When the records are reproduced, each one must match exactly, and no picture may be kept.

Segment Open

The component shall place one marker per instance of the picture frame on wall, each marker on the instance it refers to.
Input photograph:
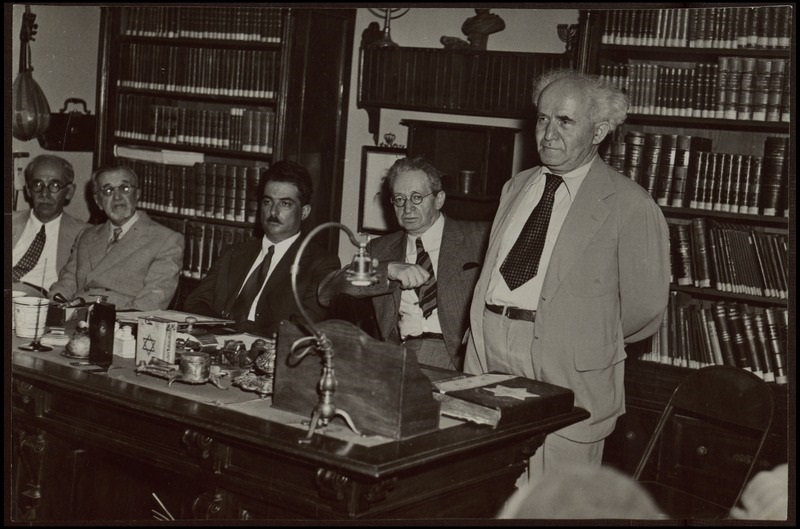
(375, 214)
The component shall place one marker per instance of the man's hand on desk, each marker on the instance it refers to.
(409, 275)
(65, 303)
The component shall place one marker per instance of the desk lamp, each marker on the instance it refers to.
(361, 273)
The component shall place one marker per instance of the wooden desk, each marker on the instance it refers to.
(89, 446)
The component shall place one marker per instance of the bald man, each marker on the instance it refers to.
(48, 188)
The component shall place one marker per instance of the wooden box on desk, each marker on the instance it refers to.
(380, 385)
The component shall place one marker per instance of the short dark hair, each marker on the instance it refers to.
(289, 172)
(109, 169)
(418, 163)
(606, 101)
(43, 159)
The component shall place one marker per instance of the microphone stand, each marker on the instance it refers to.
(36, 344)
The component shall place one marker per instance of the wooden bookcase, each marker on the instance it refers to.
(487, 152)
(627, 46)
(198, 99)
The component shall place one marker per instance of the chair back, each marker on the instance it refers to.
(707, 442)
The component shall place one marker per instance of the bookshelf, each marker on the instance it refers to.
(708, 136)
(199, 99)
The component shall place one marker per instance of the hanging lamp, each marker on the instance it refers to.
(31, 112)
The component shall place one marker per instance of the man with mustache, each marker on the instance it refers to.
(130, 259)
(577, 266)
(42, 237)
(250, 283)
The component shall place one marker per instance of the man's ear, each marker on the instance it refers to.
(439, 199)
(601, 130)
(70, 192)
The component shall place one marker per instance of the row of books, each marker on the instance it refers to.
(679, 170)
(757, 90)
(204, 243)
(204, 71)
(713, 27)
(206, 190)
(231, 128)
(251, 24)
(454, 80)
(729, 258)
(696, 334)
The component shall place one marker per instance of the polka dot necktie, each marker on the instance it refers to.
(31, 257)
(522, 262)
(251, 288)
(427, 292)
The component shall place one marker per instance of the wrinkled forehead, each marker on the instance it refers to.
(116, 177)
(48, 171)
(411, 181)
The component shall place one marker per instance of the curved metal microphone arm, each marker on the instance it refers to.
(325, 410)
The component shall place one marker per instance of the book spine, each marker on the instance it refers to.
(702, 260)
(711, 331)
(751, 341)
(726, 345)
(776, 345)
(759, 324)
(736, 330)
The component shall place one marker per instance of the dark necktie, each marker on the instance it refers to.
(114, 238)
(241, 307)
(30, 258)
(522, 262)
(426, 292)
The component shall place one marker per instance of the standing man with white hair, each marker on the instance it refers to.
(130, 259)
(577, 266)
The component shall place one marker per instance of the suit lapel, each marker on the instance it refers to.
(451, 259)
(240, 265)
(386, 310)
(585, 217)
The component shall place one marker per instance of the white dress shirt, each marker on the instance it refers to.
(280, 250)
(45, 273)
(527, 295)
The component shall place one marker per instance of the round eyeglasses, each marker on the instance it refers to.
(108, 190)
(415, 198)
(37, 186)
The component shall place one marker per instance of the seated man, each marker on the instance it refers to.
(42, 237)
(250, 283)
(427, 270)
(131, 259)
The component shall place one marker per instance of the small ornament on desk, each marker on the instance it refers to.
(388, 141)
(79, 344)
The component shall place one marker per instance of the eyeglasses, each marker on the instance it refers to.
(125, 189)
(37, 186)
(399, 201)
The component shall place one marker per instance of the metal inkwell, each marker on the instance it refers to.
(194, 368)
(259, 376)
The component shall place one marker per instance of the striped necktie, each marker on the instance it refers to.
(114, 238)
(251, 288)
(522, 262)
(31, 257)
(427, 292)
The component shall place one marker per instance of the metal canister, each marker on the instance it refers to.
(195, 367)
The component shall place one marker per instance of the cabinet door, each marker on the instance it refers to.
(316, 107)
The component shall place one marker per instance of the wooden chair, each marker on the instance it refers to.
(707, 442)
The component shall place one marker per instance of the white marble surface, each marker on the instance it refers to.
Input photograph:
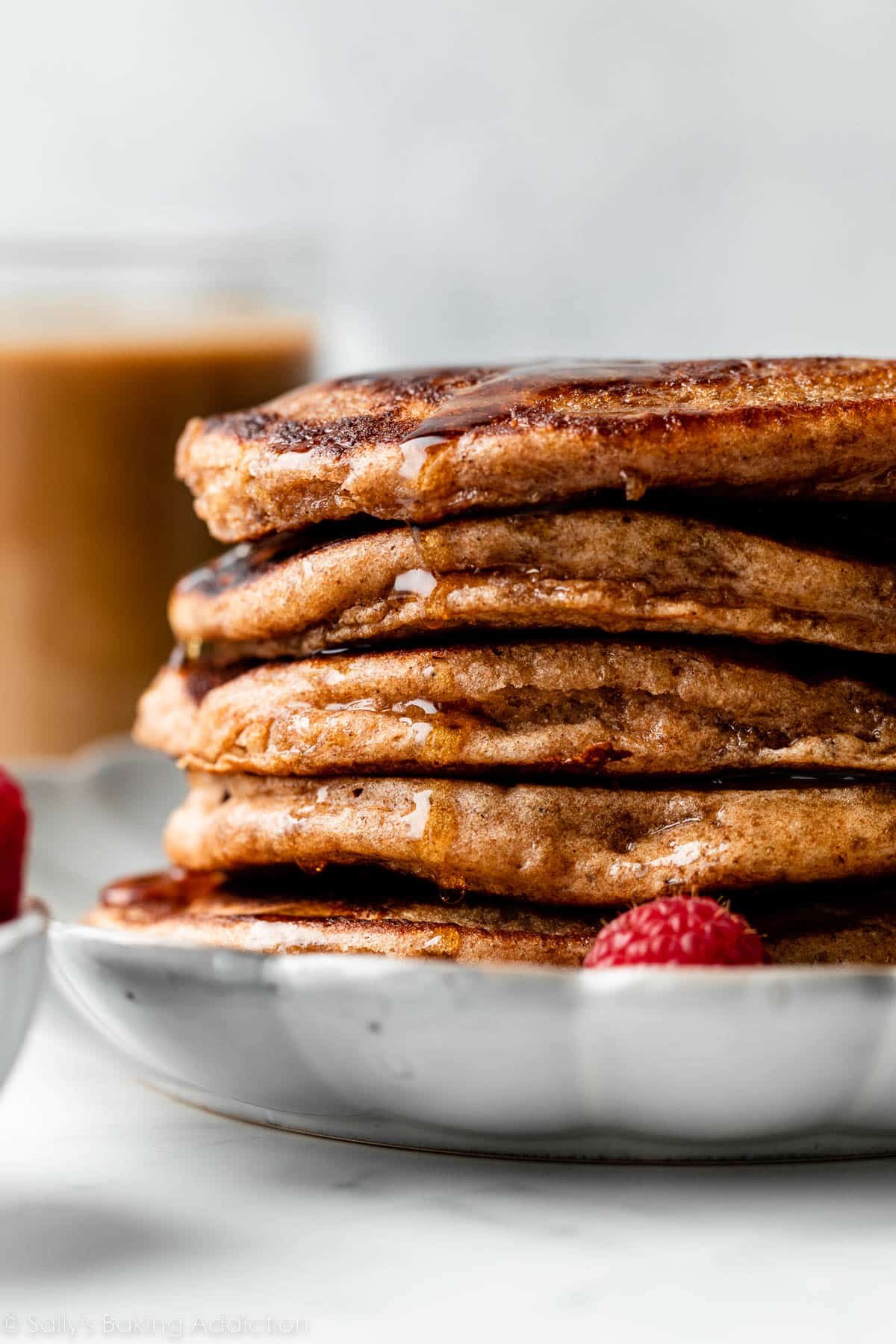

Segment Closed

## [Answer to this exercise]
The component shall place one marker per instance of the picture frame on wall, each marker on the instance it refers to.
Input photograph:
(375, 214)
The component shall place one marker per instance of the man's hand on desk, each marker on the instance it refers to.
(409, 275)
(65, 303)
The component shall place one marker per instance of the desk lamp, each marker on the instance it refers to.
(361, 273)
The component shall place one marker per instance of the wooden desk, each marker on the instance it refers to.
(89, 446)
The component shall place one marker per instance of the bald man, each marker on the instance it refers to.
(48, 188)
The component shall place one marker per instance of the wooden box on desk, each marker on the instance it refers to.
(380, 385)
The component shall place one marker per instance of the short dark hair, each marker on the instance it refers to.
(289, 172)
(109, 169)
(418, 163)
(606, 101)
(43, 159)
The component shall place one marker per instance of the microphone stand, each marker on the instance it refers to.
(36, 344)
The component shall place one marker per instance of the wooden bookcase, each marker on the instance it refers to.
(487, 152)
(627, 46)
(198, 99)
The component shall place one marker per instance of the chair back, each marker on the instance it refers to.
(707, 442)
The component shall place one marker per instance of the bookshelf, each marker on the instance it refers to.
(708, 136)
(199, 99)
The component shall place one marker per instance of the hanging lamp, each marker on the instance it refers to.
(31, 112)
The component shall place one marker per instance of the man with mustache, each marker on the instance it refers to.
(130, 259)
(577, 266)
(42, 237)
(250, 283)
The component shall place one marker per instance of the man's ear, each marker on the instance it refers to.
(439, 199)
(601, 130)
(70, 192)
The component shall place one marker per instance of the row of books, each marker on the instance it refers to.
(679, 170)
(757, 90)
(204, 243)
(204, 71)
(713, 27)
(206, 190)
(231, 128)
(251, 24)
(454, 80)
(729, 258)
(696, 334)
The component shall place one marker per instance of the polka dot necktie, each marker on the instance it refers to.
(31, 257)
(522, 262)
(251, 288)
(427, 292)
The component shall place one marker per instance of the wrinkled forehead, each marker on the instance it refers to.
(116, 177)
(48, 171)
(411, 181)
The component shall place one marker per instance of the curved metal microphone arm, each marker on the instance it refers to.
(325, 410)
The component shall place one marker per instance of the book spine, each marker on the instance it refers to.
(702, 260)
(711, 331)
(751, 341)
(726, 345)
(776, 345)
(759, 324)
(736, 330)
The component shall place one marker per instance of the dark necktie, each marker on the instance it refers to.
(114, 238)
(241, 307)
(30, 258)
(522, 262)
(426, 292)
The component shall place one marker per instance of the standing man with white hair, each marker on the instance it refers to.
(130, 259)
(577, 266)
The component shall place one marker per instance of the suit lapel, each marker on the instance it refers to.
(451, 259)
(240, 265)
(386, 310)
(585, 217)
The component shall place one marker per instance of the white dress shirt, each marker on the instance it refers to.
(280, 250)
(45, 273)
(527, 295)
The component shall place one marker per instance of the round eyeglasses, each marker on the instance it refers to.
(108, 190)
(415, 198)
(37, 186)
The component shall place one marker per instance of the seated man, each marker on the instance it refers to.
(42, 237)
(250, 283)
(427, 270)
(131, 259)
The component shall place one marker per instance of the small ornament on desk, each marker on the instance it refers to.
(388, 141)
(79, 344)
The component shall place one marker per instance of the eyeglasses, each marker on the instance it refers to.
(125, 189)
(37, 186)
(399, 201)
The component shall place one marker per instance of the metal inkwell, each marker on the instance it refers to.
(194, 368)
(259, 376)
The component shall place one marker per instance of the striped necktie, each marker on the instance it refers to.
(114, 238)
(251, 288)
(522, 262)
(31, 257)
(427, 292)
The component shall place one marker per instance of the metal canister, each marker on the instance it refers to.
(195, 367)
The component shall place one marker per instance of the cabinet door, each marker on the instance it refers to.
(316, 107)
The component shall place one marker per instance of the wooden chair, each marker on the instance it refers to.
(707, 442)
The component shall place one marker per instance of the white marble surface, each marker on the instance it refers to.
Input photograph:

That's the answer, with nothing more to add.